TASKS TO COMPLETE:
a) On what date was the management agreement made and entered into?
b) Write out the management agreement from "NOW, THEREFORE, in" up to and including "set forth below.", swapping "consultant" for "counselor".
* BEGIN EXTRACT PROVIDED *
Exhibit 10.11
MANAGEMENT AGREEMENT
THIS MANAGEMENT AGREEMENT (this "Agreement") is made and entered
into as of September 3, 1999 by and among KRG Capital Partners, L.L.C., a
Delaware limited liability company ("KRG"), TransCore Holdings, Inc., a Delaware
corporation ("Holdings"), and Syntonic Technology, Inc., a Delaware corporation
and its subsidiaries (collectively referred to herein as "OpCo").
BACKGROUND
Holdings, OpCo and each of their respective subsidiaries, if any
(collectively, the "Company"), desire to receive transaction advisory, financial
and management consulting services from KRG and thereby obtain the benefit of
KRG's experience in mergers, acquisitions, buyouts, industry consolidations and
business and financial management generally and its knowledge of the Company's
financial affairs in particular. KRG is willing to provide transaction advisory,
financial and management consulting services to the Company. Accordingly, the
compensation arrangements set forth in this Agreement are designed to compensate
KRG for such services.
NOW, THEREFORE, in consideration of the premises, the respective
agreements hereinafter set forth and the mutual benefits to be derived herefrom,
and other good and valuable consideration, the receipt and sufficiency of which
is hereby acknowledged, each of KRG and the Company hereby agree as follows:
TERMS
1. ENGAGEMENT
The Company hereby engages KRG as a financial and management
consultant and transaction advisor, and KRG hereby agrees to provide financial
and management consulting and transaction advisory services to the Company, all
on the terms and subject to the conditions set forth below.
2. SERVICES OF KRG
KRG hereby agrees during the term of this engagement to consult with
the Company's boards of directors (collectively, the "Board") and management of
the Company in such manner and on such business and financial matters as may be
reasonably requested from time to time by the Board, including, but not limited
to:
(i) Corporate, acquisition and divestiture strategies;
(ii) Budgeting of future corporate investments;
(iii) Public offerings;
(iv) Debt and equity financings;
(v) Sourcing and identifying potential acquisition
candidates;
(vi) Establishing initial contact and negotiating letters of
intent with targets;
(vii) Formulating and negotiating acquisition structures
(i.e., stock/cash mix, earnouts, compensation, etc.);
(viii) Financial modeling of target acquisitions;
(ix) Oversight of lender approval process;
(x) Oversight of due diligence process (including
specialists, i.e., environmental, ERISA, insurance, tax,
etc.);
(xi) Negotiating definitive acquisition agreements and
ancillary documents;
(xii) Coordination and oversight of closing process;
(xiii) Assisting management in implementation of integration
strategy and post-closing matters (i.e., identifying
potential cost savings, plant closings, employee
matters, lease negotiations, supply agreements and other
consolidation opportunities); and
(xiv) Assisting management in presentations to the investment
community and analysts of acquired companies and results
of acquisition strategy.
* END EXTRACT PROVIDED *
* BEGIN DATA RECORDS *
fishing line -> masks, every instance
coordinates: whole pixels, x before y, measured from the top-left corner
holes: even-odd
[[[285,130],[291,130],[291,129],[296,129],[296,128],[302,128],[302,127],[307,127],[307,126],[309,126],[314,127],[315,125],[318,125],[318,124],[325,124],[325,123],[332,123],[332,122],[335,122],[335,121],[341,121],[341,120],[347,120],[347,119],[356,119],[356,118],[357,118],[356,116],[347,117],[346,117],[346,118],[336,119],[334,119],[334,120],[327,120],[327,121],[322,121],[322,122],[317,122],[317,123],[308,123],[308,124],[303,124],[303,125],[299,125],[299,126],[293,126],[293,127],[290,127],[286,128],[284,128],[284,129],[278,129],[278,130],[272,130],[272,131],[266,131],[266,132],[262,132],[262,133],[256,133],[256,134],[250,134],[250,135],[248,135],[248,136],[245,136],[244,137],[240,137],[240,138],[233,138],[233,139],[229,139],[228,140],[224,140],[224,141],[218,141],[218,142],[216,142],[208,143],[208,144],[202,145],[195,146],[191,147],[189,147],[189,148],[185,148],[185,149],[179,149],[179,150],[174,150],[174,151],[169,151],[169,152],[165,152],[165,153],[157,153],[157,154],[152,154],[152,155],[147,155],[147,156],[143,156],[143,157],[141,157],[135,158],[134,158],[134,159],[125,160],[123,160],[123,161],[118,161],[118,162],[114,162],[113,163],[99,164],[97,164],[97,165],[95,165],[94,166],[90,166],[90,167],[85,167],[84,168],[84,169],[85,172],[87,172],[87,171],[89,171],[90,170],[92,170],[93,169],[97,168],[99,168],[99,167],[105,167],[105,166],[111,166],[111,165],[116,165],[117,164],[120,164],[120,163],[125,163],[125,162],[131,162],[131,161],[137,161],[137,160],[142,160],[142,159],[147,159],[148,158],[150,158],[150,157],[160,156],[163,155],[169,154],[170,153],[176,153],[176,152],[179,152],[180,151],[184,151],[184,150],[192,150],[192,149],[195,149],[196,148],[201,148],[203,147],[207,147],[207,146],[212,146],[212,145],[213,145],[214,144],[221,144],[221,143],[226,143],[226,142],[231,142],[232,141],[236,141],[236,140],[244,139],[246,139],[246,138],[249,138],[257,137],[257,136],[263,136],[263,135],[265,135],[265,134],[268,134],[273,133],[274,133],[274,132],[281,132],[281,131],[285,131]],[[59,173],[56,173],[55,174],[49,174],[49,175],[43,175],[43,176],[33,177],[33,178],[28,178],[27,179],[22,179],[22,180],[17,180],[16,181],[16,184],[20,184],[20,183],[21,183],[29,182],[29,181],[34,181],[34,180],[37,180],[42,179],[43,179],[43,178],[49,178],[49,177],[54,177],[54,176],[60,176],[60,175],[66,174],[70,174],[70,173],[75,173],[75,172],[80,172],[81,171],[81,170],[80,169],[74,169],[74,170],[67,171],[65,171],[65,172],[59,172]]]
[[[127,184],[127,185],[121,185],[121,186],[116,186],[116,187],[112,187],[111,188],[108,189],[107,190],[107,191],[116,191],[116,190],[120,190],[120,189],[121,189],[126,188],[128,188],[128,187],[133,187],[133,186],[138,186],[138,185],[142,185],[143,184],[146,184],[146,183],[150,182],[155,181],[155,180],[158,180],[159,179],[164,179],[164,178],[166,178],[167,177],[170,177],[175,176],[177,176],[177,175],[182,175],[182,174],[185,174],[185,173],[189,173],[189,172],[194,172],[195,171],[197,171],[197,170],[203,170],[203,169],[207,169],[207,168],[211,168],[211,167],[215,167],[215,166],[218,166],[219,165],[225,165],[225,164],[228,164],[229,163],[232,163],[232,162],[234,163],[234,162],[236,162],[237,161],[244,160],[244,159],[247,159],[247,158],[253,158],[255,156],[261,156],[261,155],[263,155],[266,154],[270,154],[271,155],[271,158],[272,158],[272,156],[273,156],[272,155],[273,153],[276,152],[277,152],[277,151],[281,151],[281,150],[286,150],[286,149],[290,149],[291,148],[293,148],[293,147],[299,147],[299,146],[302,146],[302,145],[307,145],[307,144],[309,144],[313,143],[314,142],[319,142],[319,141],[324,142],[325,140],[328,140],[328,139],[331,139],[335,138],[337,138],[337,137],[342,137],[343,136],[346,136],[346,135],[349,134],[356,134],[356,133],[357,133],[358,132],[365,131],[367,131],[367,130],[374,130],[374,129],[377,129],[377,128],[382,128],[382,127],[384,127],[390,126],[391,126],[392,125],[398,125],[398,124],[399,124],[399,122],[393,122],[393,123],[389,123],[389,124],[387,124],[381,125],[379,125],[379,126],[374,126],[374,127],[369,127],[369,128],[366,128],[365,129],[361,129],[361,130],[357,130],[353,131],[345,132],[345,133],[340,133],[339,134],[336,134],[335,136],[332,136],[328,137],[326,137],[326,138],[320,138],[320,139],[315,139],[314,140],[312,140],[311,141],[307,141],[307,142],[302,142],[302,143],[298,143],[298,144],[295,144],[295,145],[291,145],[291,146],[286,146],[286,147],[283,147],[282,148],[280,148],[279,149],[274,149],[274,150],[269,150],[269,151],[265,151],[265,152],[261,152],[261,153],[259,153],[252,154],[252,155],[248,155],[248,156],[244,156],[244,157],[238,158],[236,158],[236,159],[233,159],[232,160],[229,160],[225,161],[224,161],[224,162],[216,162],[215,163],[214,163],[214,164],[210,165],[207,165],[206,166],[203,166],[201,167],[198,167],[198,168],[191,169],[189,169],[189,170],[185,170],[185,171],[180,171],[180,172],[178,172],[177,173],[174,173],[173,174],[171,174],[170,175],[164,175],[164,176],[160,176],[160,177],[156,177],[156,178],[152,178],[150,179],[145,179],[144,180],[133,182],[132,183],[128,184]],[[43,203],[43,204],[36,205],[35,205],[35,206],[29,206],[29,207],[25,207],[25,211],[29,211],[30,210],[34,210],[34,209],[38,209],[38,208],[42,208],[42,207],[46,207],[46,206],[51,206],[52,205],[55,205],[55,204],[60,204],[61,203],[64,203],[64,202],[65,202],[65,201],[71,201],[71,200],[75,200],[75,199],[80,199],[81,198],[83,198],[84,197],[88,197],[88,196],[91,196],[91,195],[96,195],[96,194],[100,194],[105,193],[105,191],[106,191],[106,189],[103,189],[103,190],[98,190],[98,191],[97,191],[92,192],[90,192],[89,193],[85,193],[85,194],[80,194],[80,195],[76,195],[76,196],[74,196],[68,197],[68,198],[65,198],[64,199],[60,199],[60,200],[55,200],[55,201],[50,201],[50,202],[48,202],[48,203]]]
* END DATA RECORDS *
ANSWER SET:
a) September 3, 1999

b)
NOW, THEREFORE, in consideration of the premises, the respective
agreements hereinafter set forth and the mutual benefits to be derived herefrom,
and other good and valuable consideration, the receipt and sufficiency of which
is hereby acknowledged, each of KRG and the Company hereby agree as follows:
TERMS
1. ENGAGEMENT
The Company hereby engages KRG as a financial and management
counselor and transaction advisor, and KRG hereby agrees to provide financial
and management consulting and transaction advisory services to the Company, all
on the terms and subject to the conditions set forth below.